Data in this exercise |
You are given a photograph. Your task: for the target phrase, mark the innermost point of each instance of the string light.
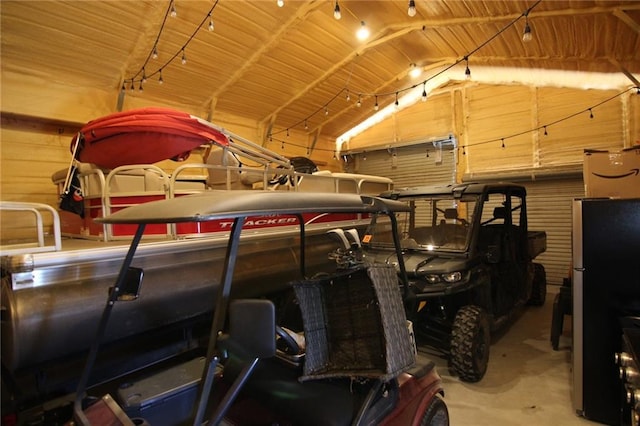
(467, 71)
(411, 11)
(363, 32)
(544, 126)
(465, 59)
(171, 12)
(526, 35)
(415, 71)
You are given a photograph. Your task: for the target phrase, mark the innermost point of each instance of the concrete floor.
(527, 382)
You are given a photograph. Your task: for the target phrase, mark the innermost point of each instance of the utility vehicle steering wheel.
(289, 345)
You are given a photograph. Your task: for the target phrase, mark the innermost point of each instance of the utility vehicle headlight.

Task details | Repeat the material above verbatim. Leave the pictures behind.

Response to the task |
You are given a photograph. Your task: for the target phrase, mark the innermost point of each instance of the string light.
(467, 71)
(411, 11)
(363, 32)
(544, 126)
(465, 59)
(171, 12)
(526, 35)
(415, 71)
You are given a photograph. Your task: for the target phrase, mark the innermost point of each instance of the concrete floor.
(527, 382)
You are given a photograph. Your task: for the target phrase, mark the innermost point of each instance of the utility vehicle steering wheel.
(289, 345)
You are given a photograph. Your task: for the target phrase, mark the innermost point of each instance of the utility vehicle headlight.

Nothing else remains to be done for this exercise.